I’m not known for shying away from difficult topics, or avoiding hard truths when necessary. While that has been nominally true throughout my life, it’s become “front and center” during this grief ministry season.
So I want to talk about how we, both our supporters and us as grievers, should/could handle the dilemma of being alone for the holidays. It’s also very likely that some of what we’ll discuss applies to anyone who is single, or even someone who’s become an empty nester. So feel free to listen in from whatever perspective you have.
This is my sixth Christmas season as a widow and Christmas Day has been a mixed bag in regard to places to go, things to do. I don’t really have family in the area so there’s no “natural” place for me to land on that day.
I’ve done a variety of things over these past years; anything from spending the day at the movies with a friend, to hanging out with other families at their large or small gatherings.
Through these years of testing out different options, I’ve finally been able to land on what works and doesn’t work for me. Or maybe I’m just finally willing to call a spade a spade!
Some of what I share with you might surprise you, perhaps even offend you. Please know that is never my intention, so I’m hopeful that the explanations can take away any unintended offense.

(Data)
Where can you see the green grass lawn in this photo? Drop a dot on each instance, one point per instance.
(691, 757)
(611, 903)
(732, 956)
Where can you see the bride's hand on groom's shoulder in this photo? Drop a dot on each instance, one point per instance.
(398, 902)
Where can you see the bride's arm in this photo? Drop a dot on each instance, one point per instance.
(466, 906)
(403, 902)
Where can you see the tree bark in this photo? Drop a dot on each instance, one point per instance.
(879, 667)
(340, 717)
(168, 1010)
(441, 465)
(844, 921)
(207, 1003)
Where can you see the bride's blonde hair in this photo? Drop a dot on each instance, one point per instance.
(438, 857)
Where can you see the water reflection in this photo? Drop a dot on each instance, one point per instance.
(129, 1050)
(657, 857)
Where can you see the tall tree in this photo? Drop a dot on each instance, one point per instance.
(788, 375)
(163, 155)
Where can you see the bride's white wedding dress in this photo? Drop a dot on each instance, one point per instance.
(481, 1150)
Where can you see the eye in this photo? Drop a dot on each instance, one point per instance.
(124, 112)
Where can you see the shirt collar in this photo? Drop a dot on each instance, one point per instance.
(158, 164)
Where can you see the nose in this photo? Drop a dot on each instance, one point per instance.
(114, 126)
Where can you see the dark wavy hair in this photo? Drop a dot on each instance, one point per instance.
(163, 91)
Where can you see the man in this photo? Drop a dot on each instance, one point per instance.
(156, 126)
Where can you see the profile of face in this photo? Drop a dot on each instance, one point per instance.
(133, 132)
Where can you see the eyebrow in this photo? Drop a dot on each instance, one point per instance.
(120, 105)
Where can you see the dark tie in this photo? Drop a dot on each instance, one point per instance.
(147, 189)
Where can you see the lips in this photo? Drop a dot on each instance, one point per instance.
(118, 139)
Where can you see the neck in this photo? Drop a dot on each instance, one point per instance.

(Questions)
1. In the piece on being alone for the holidays, which Christmas season as a widow is the writer now in?
2. Please continue the piece on being alone for the holidays, picking up right after its final sentence.
The entries have nothing to do with the piece on being alone for the holidays.

(Task-by-task results)
1. The sixth.

2.
First let me strongly emphasize this caveat. Whenever someone invites me to share Christmas Day celebrations with them and their families, I’m incredibly grateful for their kind and generous hearts. I don’t take the invitation lightly, and I’m deeply blessed to know they would graciously include me in their gatherings.
Remember that! But … I have found that spending that special day with someone else’s family often shines a light on what I’m missing in my own life, particularly if it’s a large extended family. And instead of experiencing much joy, I often feel the loss more deeply, and leave with a general feeling of malaise or melancholy. This was true regardless of any fun that we had that day.
I didn’t go into these situations expecting that, but it’s ultimately what I’ve come to acknowledge as true for me. And quite frankly, true for many widows and singles that I know.
So what do we do with this? I’d like to address this question from both perspectives – the inviting hosts, and the single/alone guests.
To you kind, gracious, welcoming hosts, I say this:
It’s still okay to ask us!
Not everyone feels as I do. And I might have a year where that kind of gathering sounds divine. So inviting us to join your family on that special day will always be the right thing to do. I would, however, suggest you ask sooner than the day before Christmas! Most of us know we have to fill that day with something, and will have already made our plans by then.
This is a big “ask:” Please do not be offended if we decline your invitation. Speaking for myself, my “thanks, but no thanks” has never been because I didn’t love the people who asked me. Or that I didn’t love spending time with them in other situations or circumstances. There’s just something about that Christmas holiday that adds a heightened level of emotions.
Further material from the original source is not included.